>> Start RECORD EXTRACTS

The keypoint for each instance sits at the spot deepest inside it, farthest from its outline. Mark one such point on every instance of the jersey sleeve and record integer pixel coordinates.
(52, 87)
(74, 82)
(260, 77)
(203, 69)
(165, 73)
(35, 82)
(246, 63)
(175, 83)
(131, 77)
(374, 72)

>> End RECORD EXTRACTS

AIM OF THE EXERCISE. Rewrite the lines above so that "jersey sleeve" becomes "uniform sleeve", and leave everything else as it stands.

SOLUTION BELOW.
The keypoint for each instance sits at the spot deepest inside it, farthest from its outline. Mark one such point on every instance of the uniform sleeve and record integer pixel coordinates.
(52, 87)
(74, 82)
(260, 77)
(203, 69)
(165, 73)
(35, 82)
(246, 63)
(175, 83)
(131, 77)
(374, 72)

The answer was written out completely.